==== DATA FOR REVIEW

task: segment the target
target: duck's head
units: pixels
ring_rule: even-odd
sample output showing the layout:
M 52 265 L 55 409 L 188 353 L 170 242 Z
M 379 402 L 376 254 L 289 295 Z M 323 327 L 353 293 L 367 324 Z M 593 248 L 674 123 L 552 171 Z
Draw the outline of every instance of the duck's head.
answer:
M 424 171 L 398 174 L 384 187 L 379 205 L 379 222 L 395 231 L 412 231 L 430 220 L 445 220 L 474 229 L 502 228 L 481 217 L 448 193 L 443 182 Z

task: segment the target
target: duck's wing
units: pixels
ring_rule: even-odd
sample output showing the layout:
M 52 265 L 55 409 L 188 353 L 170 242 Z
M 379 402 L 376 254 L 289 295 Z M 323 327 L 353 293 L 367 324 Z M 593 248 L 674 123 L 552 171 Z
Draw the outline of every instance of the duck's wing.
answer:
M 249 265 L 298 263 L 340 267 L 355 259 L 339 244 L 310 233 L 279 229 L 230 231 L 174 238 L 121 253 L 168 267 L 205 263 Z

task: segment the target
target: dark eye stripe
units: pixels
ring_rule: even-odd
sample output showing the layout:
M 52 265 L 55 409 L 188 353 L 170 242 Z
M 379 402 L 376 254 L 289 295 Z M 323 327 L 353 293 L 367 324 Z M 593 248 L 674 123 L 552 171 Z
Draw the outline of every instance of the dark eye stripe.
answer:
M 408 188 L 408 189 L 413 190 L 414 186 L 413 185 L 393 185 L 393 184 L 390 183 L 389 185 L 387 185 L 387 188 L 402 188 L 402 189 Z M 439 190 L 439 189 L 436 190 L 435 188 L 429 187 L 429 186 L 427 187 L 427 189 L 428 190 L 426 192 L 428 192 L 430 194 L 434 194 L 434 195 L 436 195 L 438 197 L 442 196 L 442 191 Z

========

DESCRIPTION OF THE TASK: Repeat every record above exactly as it appears.

YOUR RESPONSE:
task: segment the target
target: duck's head
units: pixels
ring_rule: even-odd
sample output showing the layout:
M 52 265 L 55 409 L 188 353 L 170 242 Z
M 379 402 L 376 254 L 289 295 Z M 323 327 L 353 293 L 367 324 Z M 593 248 L 674 123 L 552 171 Z
Draw the outline of every instance of the duck's head.
answer:
M 424 171 L 398 174 L 384 187 L 379 205 L 379 222 L 395 231 L 412 231 L 430 220 L 445 220 L 474 229 L 502 228 L 481 217 L 448 193 L 443 182 Z

task: segment the target
target: duck's wing
units: pixels
ring_rule: even-odd
sample output showing the layout:
M 52 265 L 55 409 L 188 353 L 170 242 Z
M 379 402 L 376 254 L 289 295 Z M 323 327 L 353 293 L 367 324 Z M 593 248 L 674 123 L 552 171 Z
Draw the outline of every instance of the duck's wing.
answer:
M 249 265 L 298 263 L 340 267 L 355 259 L 339 244 L 310 233 L 279 229 L 230 231 L 174 238 L 121 253 L 168 267 L 205 263 Z

task: segment the target
target: dark eye stripe
units: pixels
ring_rule: even-odd
sample output showing the layout:
M 52 265 L 55 409 L 188 353 L 170 242 Z
M 379 402 L 376 254 L 289 295 Z M 323 327 L 353 293 L 367 324 Z M 593 248 L 674 123 L 552 171 Z
Draw the outline of every instance of the dark eye stripe.
answer:
M 408 188 L 408 189 L 413 190 L 414 186 L 413 185 L 393 185 L 393 184 L 390 183 L 389 185 L 387 185 L 387 188 L 402 188 L 402 189 Z M 439 190 L 439 189 L 436 190 L 435 188 L 429 187 L 429 186 L 427 187 L 427 189 L 428 190 L 426 192 L 428 192 L 430 194 L 434 194 L 434 195 L 436 195 L 438 197 L 442 196 L 442 191 Z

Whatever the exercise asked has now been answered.